■ What the task requires ■
Give back exactly the lines from the line that contains "Locate the beach" to the last line of the listing below, inclusive, and no others.

■ Study material ■
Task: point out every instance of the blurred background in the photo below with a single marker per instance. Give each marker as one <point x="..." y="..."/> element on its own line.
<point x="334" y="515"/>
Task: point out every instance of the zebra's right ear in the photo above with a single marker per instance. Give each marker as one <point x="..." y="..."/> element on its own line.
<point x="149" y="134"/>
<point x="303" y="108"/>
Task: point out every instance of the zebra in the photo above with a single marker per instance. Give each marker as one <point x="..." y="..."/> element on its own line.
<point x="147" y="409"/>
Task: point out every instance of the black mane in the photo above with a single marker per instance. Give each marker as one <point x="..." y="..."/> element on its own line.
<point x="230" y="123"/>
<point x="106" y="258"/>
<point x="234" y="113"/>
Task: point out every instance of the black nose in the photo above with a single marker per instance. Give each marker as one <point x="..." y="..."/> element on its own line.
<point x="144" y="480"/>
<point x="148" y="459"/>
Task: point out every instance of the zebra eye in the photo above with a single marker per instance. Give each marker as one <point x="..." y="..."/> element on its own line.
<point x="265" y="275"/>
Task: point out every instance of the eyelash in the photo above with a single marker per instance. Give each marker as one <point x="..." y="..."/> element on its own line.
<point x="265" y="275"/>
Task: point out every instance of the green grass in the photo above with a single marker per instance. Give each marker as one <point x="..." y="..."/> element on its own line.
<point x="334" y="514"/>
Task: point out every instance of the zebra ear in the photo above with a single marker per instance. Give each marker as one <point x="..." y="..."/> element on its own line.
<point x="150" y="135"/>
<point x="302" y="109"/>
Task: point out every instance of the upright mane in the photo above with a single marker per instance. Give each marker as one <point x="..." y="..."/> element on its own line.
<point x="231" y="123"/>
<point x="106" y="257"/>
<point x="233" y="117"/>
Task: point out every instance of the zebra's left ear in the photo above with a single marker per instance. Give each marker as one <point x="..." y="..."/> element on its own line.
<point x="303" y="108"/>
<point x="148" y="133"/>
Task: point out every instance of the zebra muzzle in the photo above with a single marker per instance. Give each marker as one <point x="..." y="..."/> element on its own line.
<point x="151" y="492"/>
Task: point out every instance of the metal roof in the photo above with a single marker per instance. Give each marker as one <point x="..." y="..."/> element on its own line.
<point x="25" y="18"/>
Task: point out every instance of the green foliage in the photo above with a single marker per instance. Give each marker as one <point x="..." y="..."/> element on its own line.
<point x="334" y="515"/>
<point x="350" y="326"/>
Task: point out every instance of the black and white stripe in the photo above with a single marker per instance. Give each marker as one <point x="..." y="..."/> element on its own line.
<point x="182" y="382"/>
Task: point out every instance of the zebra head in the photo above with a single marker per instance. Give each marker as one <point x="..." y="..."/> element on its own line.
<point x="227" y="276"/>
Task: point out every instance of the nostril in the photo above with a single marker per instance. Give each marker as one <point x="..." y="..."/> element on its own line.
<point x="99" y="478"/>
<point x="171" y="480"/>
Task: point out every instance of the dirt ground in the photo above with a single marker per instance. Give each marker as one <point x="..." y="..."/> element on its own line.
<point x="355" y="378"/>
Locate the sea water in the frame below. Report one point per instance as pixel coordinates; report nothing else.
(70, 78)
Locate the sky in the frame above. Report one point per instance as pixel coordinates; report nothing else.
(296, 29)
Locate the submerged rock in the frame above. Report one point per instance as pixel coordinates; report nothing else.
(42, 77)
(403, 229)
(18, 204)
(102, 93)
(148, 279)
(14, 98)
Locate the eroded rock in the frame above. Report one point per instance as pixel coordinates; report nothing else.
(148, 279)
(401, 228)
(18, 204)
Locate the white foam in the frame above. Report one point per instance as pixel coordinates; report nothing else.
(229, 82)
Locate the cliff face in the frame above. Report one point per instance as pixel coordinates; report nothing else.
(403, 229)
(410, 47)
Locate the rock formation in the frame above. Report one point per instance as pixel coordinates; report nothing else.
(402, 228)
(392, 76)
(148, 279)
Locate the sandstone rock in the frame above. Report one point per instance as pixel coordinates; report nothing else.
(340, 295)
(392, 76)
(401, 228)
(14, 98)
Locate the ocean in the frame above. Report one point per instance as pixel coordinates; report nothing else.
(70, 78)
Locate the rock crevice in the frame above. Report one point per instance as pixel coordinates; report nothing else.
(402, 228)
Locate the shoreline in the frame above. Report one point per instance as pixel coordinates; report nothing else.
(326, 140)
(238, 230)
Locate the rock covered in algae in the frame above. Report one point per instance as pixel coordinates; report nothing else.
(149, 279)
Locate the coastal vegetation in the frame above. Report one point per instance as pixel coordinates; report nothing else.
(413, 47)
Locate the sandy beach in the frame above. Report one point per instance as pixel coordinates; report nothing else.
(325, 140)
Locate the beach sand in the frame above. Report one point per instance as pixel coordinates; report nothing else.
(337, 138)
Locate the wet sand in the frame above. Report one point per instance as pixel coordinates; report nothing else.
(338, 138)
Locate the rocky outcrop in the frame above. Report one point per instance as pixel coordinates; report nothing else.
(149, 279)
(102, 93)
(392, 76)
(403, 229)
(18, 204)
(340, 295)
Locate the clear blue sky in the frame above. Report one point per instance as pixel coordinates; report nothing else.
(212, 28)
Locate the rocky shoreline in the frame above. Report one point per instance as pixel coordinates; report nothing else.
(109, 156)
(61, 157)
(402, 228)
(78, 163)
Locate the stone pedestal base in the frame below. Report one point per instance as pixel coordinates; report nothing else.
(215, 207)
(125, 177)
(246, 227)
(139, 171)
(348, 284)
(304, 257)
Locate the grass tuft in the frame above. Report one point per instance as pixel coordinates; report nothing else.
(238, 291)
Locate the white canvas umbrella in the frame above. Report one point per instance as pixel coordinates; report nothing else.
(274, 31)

■ Written response ■
Locate the beach sand in the frame above. Report one point per instance as pixel coordinates; report nothing else.
(337, 138)
Locate the wet sand in the frame above. Report one point per instance as pixel coordinates; report nothing else.
(338, 138)
Locate the rocky outcrop in the frame above. Report one point per instance as pixel coordinates; report nothing else.
(149, 279)
(102, 93)
(392, 76)
(403, 229)
(18, 204)
(340, 295)
Locate the clear blue sky in the frame above. Report one point per instance as pixel coordinates; report nothing else.
(212, 28)
Locate the rocky shoreline in the frame above. Report one point per instance as pixel coordinates; report nothing else.
(109, 156)
(61, 157)
(402, 228)
(78, 163)
Locate the stone pedestal base in the frame below. Report one point per instance as pixel coordinates; report nothing else.
(215, 207)
(125, 177)
(246, 227)
(139, 171)
(348, 284)
(304, 257)
Locate the grass tuft in the frame above. Report one point per instance as pixel coordinates; report nothing else.
(238, 291)
Locate the white canvas umbrella in the frame above. Report one point per instance as pixel coordinates; report nothing else.
(274, 31)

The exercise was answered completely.